[TASK TO CARRY OUT]
What's needed: every entry, printed exactly, minus the images.

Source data
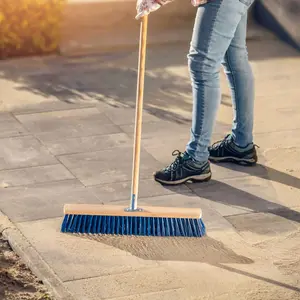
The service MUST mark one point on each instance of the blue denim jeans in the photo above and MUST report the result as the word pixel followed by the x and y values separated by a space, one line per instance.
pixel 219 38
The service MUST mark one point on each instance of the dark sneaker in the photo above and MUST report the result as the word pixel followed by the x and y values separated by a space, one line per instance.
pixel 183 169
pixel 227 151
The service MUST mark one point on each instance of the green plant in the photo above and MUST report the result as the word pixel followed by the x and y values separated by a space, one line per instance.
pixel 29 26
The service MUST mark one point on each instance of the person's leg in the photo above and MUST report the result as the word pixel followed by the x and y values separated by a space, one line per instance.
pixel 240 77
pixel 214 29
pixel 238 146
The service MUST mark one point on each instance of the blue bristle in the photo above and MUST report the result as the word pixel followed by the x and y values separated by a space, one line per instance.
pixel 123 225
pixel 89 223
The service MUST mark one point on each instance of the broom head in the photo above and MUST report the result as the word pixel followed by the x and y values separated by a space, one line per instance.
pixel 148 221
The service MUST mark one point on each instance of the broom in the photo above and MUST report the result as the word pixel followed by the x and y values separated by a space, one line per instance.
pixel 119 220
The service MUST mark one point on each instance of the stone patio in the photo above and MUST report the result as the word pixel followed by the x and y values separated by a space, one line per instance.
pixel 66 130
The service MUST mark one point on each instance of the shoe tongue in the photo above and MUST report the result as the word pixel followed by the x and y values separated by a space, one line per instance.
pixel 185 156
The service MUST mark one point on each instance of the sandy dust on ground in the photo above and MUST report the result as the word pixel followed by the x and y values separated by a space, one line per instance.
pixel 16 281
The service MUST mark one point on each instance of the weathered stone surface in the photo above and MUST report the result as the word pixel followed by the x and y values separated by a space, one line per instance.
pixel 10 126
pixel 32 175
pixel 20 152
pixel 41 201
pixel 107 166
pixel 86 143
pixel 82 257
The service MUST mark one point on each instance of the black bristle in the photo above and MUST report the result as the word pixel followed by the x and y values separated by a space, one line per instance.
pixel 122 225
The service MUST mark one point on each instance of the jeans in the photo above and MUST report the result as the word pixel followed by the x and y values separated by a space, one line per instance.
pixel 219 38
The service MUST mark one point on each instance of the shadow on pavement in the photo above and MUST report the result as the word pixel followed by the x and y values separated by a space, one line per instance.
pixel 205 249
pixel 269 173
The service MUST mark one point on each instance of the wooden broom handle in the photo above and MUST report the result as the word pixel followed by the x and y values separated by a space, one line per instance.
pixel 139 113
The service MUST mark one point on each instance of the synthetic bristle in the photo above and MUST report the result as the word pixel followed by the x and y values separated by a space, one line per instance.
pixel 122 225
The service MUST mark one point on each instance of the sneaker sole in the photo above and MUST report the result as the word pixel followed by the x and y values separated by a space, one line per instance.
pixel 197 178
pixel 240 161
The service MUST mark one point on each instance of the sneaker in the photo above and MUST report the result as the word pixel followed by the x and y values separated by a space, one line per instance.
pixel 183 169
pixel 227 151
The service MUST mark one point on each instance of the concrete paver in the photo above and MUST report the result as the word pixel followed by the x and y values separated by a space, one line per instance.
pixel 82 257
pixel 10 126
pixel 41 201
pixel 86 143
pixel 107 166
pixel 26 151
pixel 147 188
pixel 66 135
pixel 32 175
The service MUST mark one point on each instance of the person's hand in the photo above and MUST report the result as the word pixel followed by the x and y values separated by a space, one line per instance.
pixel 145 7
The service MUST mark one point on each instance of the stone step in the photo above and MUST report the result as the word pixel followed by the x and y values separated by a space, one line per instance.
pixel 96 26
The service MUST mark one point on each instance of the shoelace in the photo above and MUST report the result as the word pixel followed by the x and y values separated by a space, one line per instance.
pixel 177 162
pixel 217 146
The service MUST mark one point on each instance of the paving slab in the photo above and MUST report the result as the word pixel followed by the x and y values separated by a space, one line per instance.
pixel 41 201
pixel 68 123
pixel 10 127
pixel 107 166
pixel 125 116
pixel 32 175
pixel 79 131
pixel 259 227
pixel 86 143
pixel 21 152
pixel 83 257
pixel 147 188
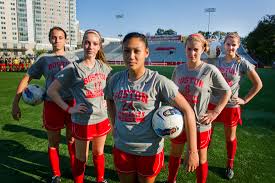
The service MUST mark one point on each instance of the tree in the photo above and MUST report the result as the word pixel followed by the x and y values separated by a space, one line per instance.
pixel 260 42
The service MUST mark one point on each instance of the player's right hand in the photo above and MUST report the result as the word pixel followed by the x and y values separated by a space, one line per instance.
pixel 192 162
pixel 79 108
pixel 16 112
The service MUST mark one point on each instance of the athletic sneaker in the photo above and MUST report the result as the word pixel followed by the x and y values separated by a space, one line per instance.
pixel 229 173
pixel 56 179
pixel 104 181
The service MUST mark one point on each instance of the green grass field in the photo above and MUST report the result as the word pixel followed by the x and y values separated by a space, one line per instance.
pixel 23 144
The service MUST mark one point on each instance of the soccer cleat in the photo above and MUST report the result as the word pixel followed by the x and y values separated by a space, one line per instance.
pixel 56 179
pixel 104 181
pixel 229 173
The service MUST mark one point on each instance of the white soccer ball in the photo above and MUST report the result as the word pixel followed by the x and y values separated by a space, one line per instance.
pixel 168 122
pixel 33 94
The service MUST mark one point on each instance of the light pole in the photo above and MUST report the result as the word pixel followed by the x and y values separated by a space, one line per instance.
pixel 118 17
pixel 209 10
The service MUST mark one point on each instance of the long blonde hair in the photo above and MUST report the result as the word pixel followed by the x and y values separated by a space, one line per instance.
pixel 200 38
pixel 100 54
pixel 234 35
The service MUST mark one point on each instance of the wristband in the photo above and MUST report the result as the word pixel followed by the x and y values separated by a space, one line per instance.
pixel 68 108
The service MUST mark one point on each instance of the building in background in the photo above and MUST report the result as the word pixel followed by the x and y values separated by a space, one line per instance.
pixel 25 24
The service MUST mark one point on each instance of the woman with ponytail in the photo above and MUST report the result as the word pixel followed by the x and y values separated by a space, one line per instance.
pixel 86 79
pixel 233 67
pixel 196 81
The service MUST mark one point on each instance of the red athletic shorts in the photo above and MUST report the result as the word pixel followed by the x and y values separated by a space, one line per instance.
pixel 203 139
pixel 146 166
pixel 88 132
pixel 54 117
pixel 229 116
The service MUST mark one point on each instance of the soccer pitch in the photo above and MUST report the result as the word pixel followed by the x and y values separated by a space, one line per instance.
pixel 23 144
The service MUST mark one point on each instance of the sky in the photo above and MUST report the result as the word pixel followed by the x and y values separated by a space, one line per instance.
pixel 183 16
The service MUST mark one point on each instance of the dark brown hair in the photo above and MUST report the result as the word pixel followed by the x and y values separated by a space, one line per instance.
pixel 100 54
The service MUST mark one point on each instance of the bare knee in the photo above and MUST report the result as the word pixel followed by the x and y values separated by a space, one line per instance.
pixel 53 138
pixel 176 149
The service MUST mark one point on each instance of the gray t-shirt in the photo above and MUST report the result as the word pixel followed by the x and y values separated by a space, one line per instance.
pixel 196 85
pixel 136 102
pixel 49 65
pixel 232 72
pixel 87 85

[ANSWER TO THIS EXERCISE]
The service MUST mark one point on each instance of the blue denim jeans in the photo above and MUST report the result as the word pixel followed by the x and y values separated by a space, one line per instance.
pixel 219 38
The service MUST mark one point on each instance of the dark sneaker in the photo above and MUST report the result as the word pixel followed by the x and y values separated by a space, one line per instance.
pixel 183 169
pixel 227 151
The service MUST mark one point on each instance of the green plant in the photo above and MUST report the result as the word pixel followed by the x and y values separated by a space, one line per instance.
pixel 29 26
The service MUST mark one point on each instance of the person's leg in the photo above and MUST report the result as the word pixel followed by the x and y values separated by a space, one line per instance.
pixel 240 77
pixel 214 29
pixel 238 146
The service MUST mark one point on each instance of the blue bristle in the photo above and MUST report the result as the word pixel followed by the x and y values separated by a space, one line per instance.
pixel 123 225
pixel 89 223
The service MUST mark one point on each instance of the broom head in the photo above and MUST report the result as the word pixel followed by the x and y values separated by a space, one line per instance.
pixel 148 221
The service MUST mark one point on each instance of the broom in the photo above and MUST report the result as the word pixel followed by the x and y values separated by a space, one line per instance.
pixel 119 220
The service MUST mark one point on each instance of the stone patio in the photo above and MUST report the result as the word pixel followed by the x and y values separated by a space, one line per instance.
pixel 66 130
The service MUST mark one point on each instance of the shoe tongue in the photo above and MUST report the result as the word pixel followed by the x and y values separated by a space, one line per instance.
pixel 185 156
The service MUST mark one point on each instance of the sandy dust on ground in the photo above and MUST report the result as the word pixel followed by the x and y values separated by a space, one line per instance.
pixel 16 281
The service MUST mark one point on each instance of the weathered stone surface in the photo above and MUST report the result as the word pixel followed by the x and y values separated by a space, one line per instance.
pixel 10 126
pixel 32 175
pixel 20 152
pixel 41 201
pixel 107 166
pixel 86 143
pixel 82 257
The service MUST mark one point on each instance of the black bristle in the photo above and MUST report the result as the word pixel followed by the x and y values separated by a space, one line per instance.
pixel 122 225
The service MUST mark one point on each instance of the jeans in the photo above and MUST report the result as the word pixel followed by the x and y values separated by a space, one line per instance.
pixel 219 38
The service MUST mark one point on each instance of the shadow on pavement in the photo above and MUST report the result as the word pixel followed by the x and y values separated by a space, one line per instance.
pixel 205 249
pixel 269 173
The service MUST mark one point on each instance of the wooden broom handle in the photo above and MUST report the result as the word pixel followed by the x and y values separated by a space, one line per instance.
pixel 139 113
The service MUST mark one point on each instance of the synthetic bristle in the photo above and MUST report the result as the word pixel followed by the x and y values separated by a space, one line per instance.
pixel 122 225
The service MUST mark one point on each instance of the sneaker sole in the photo above and MUST report the result as the word pixel followed by the x and y values separated by a space, one line per instance.
pixel 197 178
pixel 240 161
The service MUST mark one point on each instance of the sneaker in the photo above and MUST report the result as the word pixel followed by the x and y values separated by a space, one line per instance.
pixel 183 169
pixel 227 151
The service MUST mark one point on each instance of the concrete paver in the photo above and MUST report the result as the word pixel followed by the x and y values separated by a space, one line per instance.
pixel 82 257
pixel 10 126
pixel 41 201
pixel 86 143
pixel 107 166
pixel 26 151
pixel 147 188
pixel 66 135
pixel 32 175
The service MUST mark one point on each instance of the person's hand in the photo above and MUST report the result as the word pixel followed by the x and y values separated by a space, one line per instance.
pixel 145 7
The service MUST mark one point on each instance of the stone step in the photo above and MUST report the result as the word pixel followed by the x and y values separated by a space, one line per instance.
pixel 96 26
The service MUST mark one point on each instance of the shoelace in the photo above and MUST report the result as the word pixel followed by the x and y values separated by a space, one line per instance.
pixel 177 162
pixel 217 146
The service MUST mark one point on each instance of the paving slab in the photo above and MUST report the result as the word pixel followed by the x and y values separated by a space, one line per instance.
pixel 41 201
pixel 68 123
pixel 10 127
pixel 107 166
pixel 125 116
pixel 32 175
pixel 79 131
pixel 259 227
pixel 86 143
pixel 21 152
pixel 83 257
pixel 147 188
The service MUST mark one point on each instance of the tree in the photo above and MUST report the result as the word pixel followed by the x and y values separated by a space, one line per instance.
pixel 260 42
The service MUST mark one point on each instance of the player's right hand in the photo above and MUST report the result as the word pixel followed by the x and y values separated by a space, one line per instance.
pixel 192 162
pixel 79 108
pixel 16 112
The service MUST mark one point on each instance of the athletic sneaker in the photo above and MUST report the result as the word pixel followed by the x and y values separated by a space, one line per instance.
pixel 229 173
pixel 56 179
pixel 104 181
The service MUST mark one point on each instance of the green grass field in the photo above and MUST report the result as the word pixel followed by the x and y values separated by a space, one line per instance.
pixel 23 144
The service MUST mark one point on each instance of the soccer cleat in the photo above and MUST report the result as the word pixel followed by the x and y values separated by a space, one line per instance.
pixel 56 179
pixel 104 181
pixel 229 173
The service MUST mark one point on each instance of the white soccer ball in the photo above and MUST report the result as the word pixel followed by the x and y values separated by a space, one line per instance.
pixel 168 122
pixel 33 94
The service MUST mark one point on each instance of the light pole in the photo above and MUST report the result as the word pixel followed by the x and y values separated by a space, one line per instance.
pixel 118 17
pixel 209 10
The service MUST mark one point on each instance of the long blonde hair in the photo above and MUST report the result as the word pixel followed by the x and y values separated by a space, one line per instance.
pixel 200 38
pixel 100 54
pixel 234 35
The service MUST mark one point on each instance of the wristband in the photo above and MUST report the result as the word pixel followed by the x and y values separated by a space, one line per instance.
pixel 68 108
The service MUST mark one point on each instance of the building in background in the photo above and MUST report the result as the word pixel followed by the x and y values separated by a space, one line per instance.
pixel 25 24
The service MUST mark one point on each instance of the woman with ponytail in the photo above and MUST report the result as the word pixel followed by the x and y values separated by a space, one line per instance.
pixel 86 79
pixel 233 67
pixel 196 81
The service MUST mark one point on each instance of the red athletic shorts in the photo above and MUST report the result as the word pixel followed by the x and y values separated by a space, one line per instance.
pixel 203 139
pixel 146 166
pixel 88 132
pixel 54 117
pixel 229 116
The service MUST mark one point on each instance of the soccer pitch in the photo above and MUST report the result as the word pixel followed by the x and y values separated by a space, one line per instance.
pixel 23 144
The service MUST mark one point on each instance of the sky in the photo above and MUST report the result as the word pixel followed by the x and y values separated by a space, one line per instance.
pixel 183 16
The service MUST mark one point on each instance of the dark brown hair in the photo above and MUST report the result as the word pixel followed by the x and y values separated by a space, one line per instance.
pixel 100 54
The service MUST mark one point on each instance of the bare knee in the photo above and MUST report the result as the word pixel followed by the x and y values separated by a space, one line per instance.
pixel 53 138
pixel 176 149
The service MUST mark one point on each instance of the gray t-shirt in the photo above and MUST report the result as the word pixel followed by the x and y values separated by a space, one line per instance.
pixel 196 85
pixel 136 102
pixel 49 65
pixel 232 72
pixel 87 85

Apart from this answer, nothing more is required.